▶ [Given data]:

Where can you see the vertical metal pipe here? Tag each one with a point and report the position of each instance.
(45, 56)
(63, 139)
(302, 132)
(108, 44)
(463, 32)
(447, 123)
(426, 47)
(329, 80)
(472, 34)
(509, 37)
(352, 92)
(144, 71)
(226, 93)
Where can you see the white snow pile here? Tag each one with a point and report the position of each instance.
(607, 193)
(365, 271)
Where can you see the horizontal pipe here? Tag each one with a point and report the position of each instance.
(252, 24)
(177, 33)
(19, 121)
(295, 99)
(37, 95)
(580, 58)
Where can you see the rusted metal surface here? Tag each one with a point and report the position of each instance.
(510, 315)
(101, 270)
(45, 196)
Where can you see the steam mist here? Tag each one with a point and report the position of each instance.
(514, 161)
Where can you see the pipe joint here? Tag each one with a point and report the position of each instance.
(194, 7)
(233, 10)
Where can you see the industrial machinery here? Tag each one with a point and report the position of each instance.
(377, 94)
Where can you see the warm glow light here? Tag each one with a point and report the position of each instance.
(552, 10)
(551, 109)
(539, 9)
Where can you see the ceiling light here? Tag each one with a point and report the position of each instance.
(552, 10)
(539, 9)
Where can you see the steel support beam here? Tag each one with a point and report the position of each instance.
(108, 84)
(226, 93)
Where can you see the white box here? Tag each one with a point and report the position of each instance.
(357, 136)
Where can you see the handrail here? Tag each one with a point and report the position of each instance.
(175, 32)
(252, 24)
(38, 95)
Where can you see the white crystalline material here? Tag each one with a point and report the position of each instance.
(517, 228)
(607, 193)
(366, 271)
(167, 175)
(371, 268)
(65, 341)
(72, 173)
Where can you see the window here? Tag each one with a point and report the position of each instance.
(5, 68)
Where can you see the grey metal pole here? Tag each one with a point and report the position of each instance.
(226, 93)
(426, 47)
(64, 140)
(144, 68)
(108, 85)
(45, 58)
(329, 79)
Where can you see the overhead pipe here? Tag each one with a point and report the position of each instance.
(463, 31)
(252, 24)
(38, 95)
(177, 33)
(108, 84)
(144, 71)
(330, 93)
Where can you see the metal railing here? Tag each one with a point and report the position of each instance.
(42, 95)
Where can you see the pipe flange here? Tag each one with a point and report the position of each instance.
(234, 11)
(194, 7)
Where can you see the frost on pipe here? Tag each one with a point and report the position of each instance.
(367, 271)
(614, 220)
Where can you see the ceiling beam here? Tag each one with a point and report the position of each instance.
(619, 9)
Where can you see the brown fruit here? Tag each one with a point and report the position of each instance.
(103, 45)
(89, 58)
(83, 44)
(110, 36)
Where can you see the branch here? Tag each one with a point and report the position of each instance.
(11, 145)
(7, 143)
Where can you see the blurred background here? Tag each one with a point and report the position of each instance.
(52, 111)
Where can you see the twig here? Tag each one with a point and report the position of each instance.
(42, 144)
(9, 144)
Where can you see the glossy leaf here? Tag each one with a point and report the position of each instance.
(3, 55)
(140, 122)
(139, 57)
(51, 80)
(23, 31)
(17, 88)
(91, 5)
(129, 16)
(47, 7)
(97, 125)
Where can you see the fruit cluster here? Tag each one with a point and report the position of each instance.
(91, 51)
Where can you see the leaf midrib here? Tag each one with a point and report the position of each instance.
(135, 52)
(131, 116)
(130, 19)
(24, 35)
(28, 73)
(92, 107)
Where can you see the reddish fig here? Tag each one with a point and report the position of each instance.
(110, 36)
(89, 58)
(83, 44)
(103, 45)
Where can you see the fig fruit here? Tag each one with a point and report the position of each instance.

▶ [Problem requirements]:
Exact retyping of every entry is required.

▶ [Output for this task]:
Where can you see the vertical metal pipe here? Tag each one with a point and report the position of each instance.
(45, 56)
(63, 139)
(302, 132)
(108, 44)
(463, 32)
(447, 123)
(426, 47)
(329, 80)
(472, 34)
(509, 37)
(352, 92)
(144, 71)
(226, 93)
Where can you see the white snow pile here? Tag each one with a point and report the position of each instance.
(607, 193)
(365, 271)
Where can you see the horizontal pipe here? Tag each one with a point and report the position of each instance.
(252, 24)
(177, 33)
(19, 121)
(295, 99)
(37, 95)
(580, 58)
Where can you see the rusted metal surface here? Tag each one with a point and report the position of each instance.
(510, 315)
(101, 270)
(45, 196)
Where can you see the steam mist here? Tag each one with a point and report the position of each instance.
(514, 161)
Where can you see the pipe joint here? Tag each one with a point and report the position of each instance.
(194, 7)
(233, 10)
Where can you see the industrial machinery here? Tag each one with a point and report the position of each instance.
(377, 94)
Where can you see the warm glow light here? Tag each one with a point and report the position of each instance.
(552, 10)
(551, 109)
(539, 9)
Where can you see the ceiling light here? Tag each one with a point and report the position of each instance.
(552, 10)
(539, 9)
Where can you see the steel support beam here? Tag each one with a point and report the position of each instance.
(108, 84)
(226, 93)
Where can you see the white box here? Tag each one with a point and report the position of each instance.
(357, 136)
Where can you see the handrail here? Tag each one with a point and report the position of each instance.
(175, 32)
(252, 24)
(38, 95)
Where can you see the white crystalline material here? Tag each one with a point and report the position of each instance.
(517, 228)
(607, 193)
(366, 271)
(167, 175)
(371, 268)
(65, 341)
(72, 173)
Where can you see the window here? Tag each one with a point and report the position of each instance.
(5, 68)
Where can you see the grey metal pole here? Tag each one with a point and report the position of each instance.
(226, 93)
(426, 47)
(64, 140)
(144, 68)
(108, 85)
(45, 58)
(329, 79)
Where can you see the overhead pipe here? Tag each one with a point and report the position of each instance.
(463, 31)
(252, 24)
(38, 95)
(177, 33)
(108, 84)
(144, 71)
(330, 93)
Where can you see the metal railing here? Tag each one with a point and report the position of each instance.
(42, 95)
Where can you see the pipe flange here? Tag each one with a point and report the position of each instance.
(234, 11)
(194, 7)
Where can you see the frost on pipe here? Tag each one with a point and report the position of each instance.
(367, 271)
(614, 220)
Where can you see the ceiling beam here? Tag each one with a point and report the position of each instance.
(619, 9)
Where can you see the brown fruit here? Tag each one with a point and report the position of each instance.
(103, 45)
(89, 58)
(83, 44)
(110, 36)
Where can you see the branch here? Tag each one with a point and report the position of each instance.
(11, 145)
(7, 143)
Where can you see the blurred background here? Tag each one with a point and report the position of each instance.
(52, 111)
Where can you see the twig here? Tag each one with a point and report the position of each instance.
(42, 144)
(9, 144)
Where can you see the glossy leaf here? Tag each one with a point and report the position of each instance.
(3, 55)
(140, 122)
(139, 57)
(51, 80)
(23, 31)
(17, 88)
(91, 5)
(129, 16)
(47, 7)
(97, 125)
Where can you see the fruit cluster here? Tag each one with a point and report the position of each instance.
(91, 51)
Where can you see the leaf midrib here? Tag each one with a point and report the position of each instance.
(135, 52)
(131, 116)
(130, 19)
(24, 35)
(28, 73)
(92, 107)
Where can you see the reddish fig here? Tag each one with a point and report the position of each instance.
(110, 36)
(89, 58)
(83, 44)
(103, 45)
Where can you see the fig fruit here? Tag each one with a point and report the position of each instance.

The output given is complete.